Please return the lines below verbatim, beginning at the one that has "Target: camouflage uniform" and stopping after the one that has "Sample: [(306, 246)]", and add no other lines.
Given data: Begin
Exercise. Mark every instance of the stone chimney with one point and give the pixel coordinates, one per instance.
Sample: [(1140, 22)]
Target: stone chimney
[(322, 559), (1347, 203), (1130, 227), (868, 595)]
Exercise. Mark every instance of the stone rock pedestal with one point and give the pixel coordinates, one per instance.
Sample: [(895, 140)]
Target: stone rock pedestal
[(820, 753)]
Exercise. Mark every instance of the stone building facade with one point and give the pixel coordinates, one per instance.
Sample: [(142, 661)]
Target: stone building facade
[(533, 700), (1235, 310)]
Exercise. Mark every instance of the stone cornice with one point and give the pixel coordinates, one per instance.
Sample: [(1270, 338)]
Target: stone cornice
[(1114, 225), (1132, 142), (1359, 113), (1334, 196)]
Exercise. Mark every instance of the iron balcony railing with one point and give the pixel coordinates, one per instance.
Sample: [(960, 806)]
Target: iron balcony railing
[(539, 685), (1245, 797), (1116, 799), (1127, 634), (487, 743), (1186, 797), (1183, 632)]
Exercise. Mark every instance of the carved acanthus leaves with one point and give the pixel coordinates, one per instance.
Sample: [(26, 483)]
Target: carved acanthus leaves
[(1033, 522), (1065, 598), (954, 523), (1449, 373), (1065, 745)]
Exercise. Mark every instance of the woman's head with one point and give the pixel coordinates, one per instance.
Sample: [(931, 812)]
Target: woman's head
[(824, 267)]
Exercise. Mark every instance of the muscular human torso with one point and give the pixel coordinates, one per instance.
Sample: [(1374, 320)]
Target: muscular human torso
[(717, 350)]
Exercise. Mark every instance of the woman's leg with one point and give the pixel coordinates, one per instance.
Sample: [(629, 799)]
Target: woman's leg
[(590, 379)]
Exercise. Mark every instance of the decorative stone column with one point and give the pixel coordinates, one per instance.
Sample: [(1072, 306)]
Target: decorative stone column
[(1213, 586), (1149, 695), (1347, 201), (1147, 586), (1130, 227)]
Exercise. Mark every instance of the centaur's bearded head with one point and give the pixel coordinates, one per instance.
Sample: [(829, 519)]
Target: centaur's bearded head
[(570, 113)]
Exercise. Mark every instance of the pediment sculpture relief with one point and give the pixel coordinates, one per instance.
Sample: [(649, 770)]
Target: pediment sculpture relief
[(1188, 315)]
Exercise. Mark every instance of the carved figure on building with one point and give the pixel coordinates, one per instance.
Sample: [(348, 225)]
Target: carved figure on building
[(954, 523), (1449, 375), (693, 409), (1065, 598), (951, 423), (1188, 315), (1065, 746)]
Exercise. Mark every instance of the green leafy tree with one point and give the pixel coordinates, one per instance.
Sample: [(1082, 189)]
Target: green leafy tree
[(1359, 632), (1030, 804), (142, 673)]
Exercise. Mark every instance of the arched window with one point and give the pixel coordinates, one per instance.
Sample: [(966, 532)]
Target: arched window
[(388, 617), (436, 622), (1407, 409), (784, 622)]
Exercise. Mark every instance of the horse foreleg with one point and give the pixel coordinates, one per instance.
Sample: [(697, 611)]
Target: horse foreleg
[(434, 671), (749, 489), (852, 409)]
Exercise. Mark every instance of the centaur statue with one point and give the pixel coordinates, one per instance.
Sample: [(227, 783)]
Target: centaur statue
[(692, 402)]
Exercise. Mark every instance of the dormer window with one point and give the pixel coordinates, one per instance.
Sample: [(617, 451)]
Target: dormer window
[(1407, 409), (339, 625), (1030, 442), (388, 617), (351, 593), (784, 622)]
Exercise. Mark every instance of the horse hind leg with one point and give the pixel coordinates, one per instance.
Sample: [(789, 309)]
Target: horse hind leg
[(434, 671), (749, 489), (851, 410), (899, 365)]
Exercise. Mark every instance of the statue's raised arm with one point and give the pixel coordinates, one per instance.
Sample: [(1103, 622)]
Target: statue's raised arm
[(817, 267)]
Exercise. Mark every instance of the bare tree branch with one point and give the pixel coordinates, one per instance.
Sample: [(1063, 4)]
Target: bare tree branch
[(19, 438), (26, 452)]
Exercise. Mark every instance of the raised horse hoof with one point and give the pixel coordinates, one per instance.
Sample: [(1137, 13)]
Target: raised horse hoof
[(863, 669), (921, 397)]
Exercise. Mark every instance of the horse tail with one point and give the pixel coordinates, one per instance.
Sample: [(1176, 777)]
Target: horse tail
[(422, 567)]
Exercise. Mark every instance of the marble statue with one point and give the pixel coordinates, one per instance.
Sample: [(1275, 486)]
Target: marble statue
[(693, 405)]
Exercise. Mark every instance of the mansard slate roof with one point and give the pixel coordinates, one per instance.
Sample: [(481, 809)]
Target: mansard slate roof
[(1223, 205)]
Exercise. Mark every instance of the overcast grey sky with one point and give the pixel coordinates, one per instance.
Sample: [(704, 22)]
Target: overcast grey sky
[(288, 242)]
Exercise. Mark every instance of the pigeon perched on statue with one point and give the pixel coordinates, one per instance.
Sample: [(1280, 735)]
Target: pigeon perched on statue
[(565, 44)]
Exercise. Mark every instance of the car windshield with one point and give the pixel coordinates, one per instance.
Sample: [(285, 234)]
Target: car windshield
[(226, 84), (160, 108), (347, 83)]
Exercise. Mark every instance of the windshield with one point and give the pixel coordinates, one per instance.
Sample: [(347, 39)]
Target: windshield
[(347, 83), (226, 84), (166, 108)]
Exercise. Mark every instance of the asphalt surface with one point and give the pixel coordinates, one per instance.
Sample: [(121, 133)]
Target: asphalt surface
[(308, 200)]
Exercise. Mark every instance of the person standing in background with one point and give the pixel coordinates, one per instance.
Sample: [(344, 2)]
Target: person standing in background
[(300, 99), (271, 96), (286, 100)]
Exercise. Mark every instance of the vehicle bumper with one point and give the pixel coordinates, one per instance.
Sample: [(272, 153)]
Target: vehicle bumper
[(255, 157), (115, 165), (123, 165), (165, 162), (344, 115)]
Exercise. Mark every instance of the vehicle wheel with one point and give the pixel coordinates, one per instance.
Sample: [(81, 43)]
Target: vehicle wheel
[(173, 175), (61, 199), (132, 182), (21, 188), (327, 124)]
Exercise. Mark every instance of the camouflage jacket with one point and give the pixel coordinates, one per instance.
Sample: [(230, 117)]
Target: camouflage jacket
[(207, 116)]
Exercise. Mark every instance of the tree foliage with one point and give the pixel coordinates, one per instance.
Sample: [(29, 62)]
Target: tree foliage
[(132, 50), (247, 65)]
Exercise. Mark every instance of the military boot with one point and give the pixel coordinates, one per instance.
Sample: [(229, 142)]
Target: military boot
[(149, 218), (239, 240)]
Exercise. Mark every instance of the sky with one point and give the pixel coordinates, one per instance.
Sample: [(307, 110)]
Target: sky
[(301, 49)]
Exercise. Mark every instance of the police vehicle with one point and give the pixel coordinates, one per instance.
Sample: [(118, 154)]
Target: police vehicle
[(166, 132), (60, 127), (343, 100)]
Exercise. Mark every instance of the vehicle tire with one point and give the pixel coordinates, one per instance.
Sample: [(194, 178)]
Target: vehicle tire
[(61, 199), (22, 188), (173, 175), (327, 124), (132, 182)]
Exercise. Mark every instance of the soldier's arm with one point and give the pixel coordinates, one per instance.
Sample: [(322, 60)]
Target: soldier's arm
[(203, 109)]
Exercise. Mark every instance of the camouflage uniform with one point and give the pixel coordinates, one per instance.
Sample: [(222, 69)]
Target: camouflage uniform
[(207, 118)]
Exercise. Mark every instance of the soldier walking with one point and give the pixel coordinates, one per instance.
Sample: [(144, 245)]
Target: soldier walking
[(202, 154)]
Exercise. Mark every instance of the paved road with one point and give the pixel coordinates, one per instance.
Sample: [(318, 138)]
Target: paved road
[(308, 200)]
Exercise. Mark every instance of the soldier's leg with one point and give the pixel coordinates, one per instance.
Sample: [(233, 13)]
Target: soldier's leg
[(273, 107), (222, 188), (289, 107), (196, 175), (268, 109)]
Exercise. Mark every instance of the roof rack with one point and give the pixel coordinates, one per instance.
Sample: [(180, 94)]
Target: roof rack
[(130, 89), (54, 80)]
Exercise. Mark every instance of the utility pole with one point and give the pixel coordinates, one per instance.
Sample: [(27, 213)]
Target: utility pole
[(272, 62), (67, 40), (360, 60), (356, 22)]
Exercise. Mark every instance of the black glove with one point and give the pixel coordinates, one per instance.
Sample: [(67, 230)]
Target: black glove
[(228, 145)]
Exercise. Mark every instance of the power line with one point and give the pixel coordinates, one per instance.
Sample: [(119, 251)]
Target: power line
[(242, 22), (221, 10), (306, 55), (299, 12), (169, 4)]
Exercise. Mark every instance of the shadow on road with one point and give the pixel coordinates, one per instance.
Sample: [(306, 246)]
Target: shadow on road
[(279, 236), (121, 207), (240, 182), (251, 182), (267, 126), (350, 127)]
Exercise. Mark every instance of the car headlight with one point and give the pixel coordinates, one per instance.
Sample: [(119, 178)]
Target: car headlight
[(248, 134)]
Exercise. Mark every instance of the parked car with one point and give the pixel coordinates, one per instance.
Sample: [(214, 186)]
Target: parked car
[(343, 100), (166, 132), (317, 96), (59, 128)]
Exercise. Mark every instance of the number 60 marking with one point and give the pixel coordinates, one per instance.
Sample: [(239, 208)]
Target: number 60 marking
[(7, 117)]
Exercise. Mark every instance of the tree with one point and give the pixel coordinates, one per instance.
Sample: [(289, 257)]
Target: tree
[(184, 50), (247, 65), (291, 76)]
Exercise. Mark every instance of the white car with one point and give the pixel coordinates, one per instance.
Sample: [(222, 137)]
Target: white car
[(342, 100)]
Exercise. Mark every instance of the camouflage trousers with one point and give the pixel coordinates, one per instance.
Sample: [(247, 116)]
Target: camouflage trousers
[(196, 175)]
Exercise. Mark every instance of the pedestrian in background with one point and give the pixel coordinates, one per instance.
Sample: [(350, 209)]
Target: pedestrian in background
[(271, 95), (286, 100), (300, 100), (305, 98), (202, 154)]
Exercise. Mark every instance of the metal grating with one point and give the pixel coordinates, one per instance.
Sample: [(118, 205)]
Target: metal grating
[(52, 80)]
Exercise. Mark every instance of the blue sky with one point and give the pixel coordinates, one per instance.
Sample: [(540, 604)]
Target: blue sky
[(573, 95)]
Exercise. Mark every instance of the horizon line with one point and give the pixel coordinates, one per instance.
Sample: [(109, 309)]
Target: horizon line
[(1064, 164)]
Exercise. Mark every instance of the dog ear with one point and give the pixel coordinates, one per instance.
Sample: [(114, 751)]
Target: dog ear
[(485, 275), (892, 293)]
Given data: End
- _Response to this task_
Target: camouflage uniform
[(207, 118)]
Exercise. Mark every instance of the soldier walking with one point and give the pixel coordinates, one per instance.
Sample: [(144, 245)]
Target: soldier walking
[(202, 154)]
Exercise. Mark every instance of the paved road with one point and give the pixel coordinates, one per instance.
Sample: [(318, 138)]
Target: paved road
[(308, 200)]
Exercise. Mark every instance of the soldier's leg with one point and give the pixel coordinates, one per instance.
Sample: [(233, 13)]
Target: soldier's leg
[(273, 107), (222, 188), (289, 107), (196, 175), (268, 109)]
Exercise. Mark every instance of the roof rack with one point and give the pixel coordinates, one per instance.
Sample: [(180, 94)]
Target: roof rack
[(130, 89), (54, 80)]
Exercise. Mark every instance of the utility pole with one point and give the pixel coordinates, one per instance.
Sample: [(27, 213)]
Target: utility pole
[(272, 62), (67, 40), (360, 60), (356, 22)]
Exercise. Mark every instance of the black glove with one point and give the pixel coordinates, one per instance.
Sample: [(67, 230)]
Target: black glove
[(228, 145)]
Exercise. Mark every instance of the power line with one point and give the pixel coordinates, one per instance.
Sample: [(119, 251)]
Target: power line
[(242, 22), (221, 10), (306, 55), (299, 12), (169, 4)]
Exercise. Mark every instance of the shadow on road with one point and give the pixel coordinates, one per instance.
Sample: [(306, 246)]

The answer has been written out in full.